------ Given data

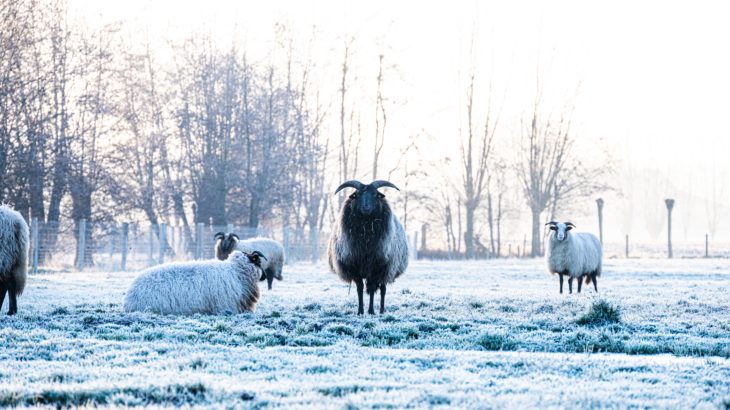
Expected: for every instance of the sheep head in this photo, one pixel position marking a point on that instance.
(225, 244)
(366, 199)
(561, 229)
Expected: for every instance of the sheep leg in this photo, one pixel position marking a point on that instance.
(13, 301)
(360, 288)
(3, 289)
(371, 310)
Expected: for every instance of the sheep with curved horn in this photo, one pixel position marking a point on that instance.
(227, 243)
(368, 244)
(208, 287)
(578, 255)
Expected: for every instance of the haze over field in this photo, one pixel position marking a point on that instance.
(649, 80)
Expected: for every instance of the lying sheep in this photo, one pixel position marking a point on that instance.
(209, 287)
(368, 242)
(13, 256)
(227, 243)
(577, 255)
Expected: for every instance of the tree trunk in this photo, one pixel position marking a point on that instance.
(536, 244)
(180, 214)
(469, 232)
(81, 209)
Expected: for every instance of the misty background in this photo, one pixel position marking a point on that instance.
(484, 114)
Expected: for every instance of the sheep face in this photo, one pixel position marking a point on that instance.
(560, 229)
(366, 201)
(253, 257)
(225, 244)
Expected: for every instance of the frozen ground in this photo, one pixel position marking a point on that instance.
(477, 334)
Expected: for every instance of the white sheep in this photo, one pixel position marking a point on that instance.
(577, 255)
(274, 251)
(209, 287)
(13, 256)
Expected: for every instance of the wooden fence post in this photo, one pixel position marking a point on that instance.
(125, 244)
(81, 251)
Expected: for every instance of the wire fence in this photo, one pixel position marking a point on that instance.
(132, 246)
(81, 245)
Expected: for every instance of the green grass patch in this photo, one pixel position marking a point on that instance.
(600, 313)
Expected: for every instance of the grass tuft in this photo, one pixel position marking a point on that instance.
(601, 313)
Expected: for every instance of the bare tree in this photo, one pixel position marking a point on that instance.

------------

Exercise aim:
Rewrite all the lines above, substituting "goat" for every occurrence of "sheep" and leaving everything else unchanged. Omit the pictures from your answer.

Response to this task:
Expected: for every instance of the goat head in this photo, one pixel position marking a point on that instance.
(225, 244)
(366, 199)
(561, 229)
Expected: for every instance of the goat leg in this photo, one pixel position marking a point on that instance.
(13, 301)
(360, 288)
(3, 289)
(371, 310)
Expected: for every instance of the goat with curved horn in this photo, one pixel position marking a point on that instance.
(227, 243)
(368, 244)
(208, 287)
(578, 255)
Expected: for every instance of the haze over field in this photo, one pixel position marking a point on that instance.
(649, 80)
Expected: for every instance of the lying goat in this photo, one pixel position marking a point on that instance.
(209, 287)
(368, 242)
(13, 256)
(227, 243)
(577, 255)
Expected: for every instance of the tree trunk in this photo, one pixel position marking a point on that instance.
(536, 244)
(180, 214)
(469, 232)
(81, 209)
Expected: for every instance of the misty background in this photo, one pixel position marking a point on that instance.
(484, 114)
Expected: for every instance of the goat face in this photo, one pixel position marking a point on that instance.
(560, 229)
(366, 201)
(253, 257)
(225, 244)
Expected: for every instance of the frozen ground in this photo, one pixel position marking a point on that instance.
(477, 334)
Expected: for every instance of the white goat in this photo, one pixel position marking a point on that instance.
(577, 255)
(274, 251)
(209, 287)
(13, 256)
Expected: for every instance of the wooden fence post in this photo, one pixel position marking a point on that instance.
(125, 244)
(81, 251)
Expected: for every instance of the wire fence in this photo, one pixel position marking a point on that instance.
(132, 246)
(81, 245)
Expected: for every instance of the green grass patch in this photo, one pixel position marking a point on that instance.
(600, 313)
Expected: for every instance of the grass tuft in this photo, one pixel position marking a point on that instance.
(601, 313)
Expected: for every instance of the bare tree in this photo, one pixel position marking a point on that instance.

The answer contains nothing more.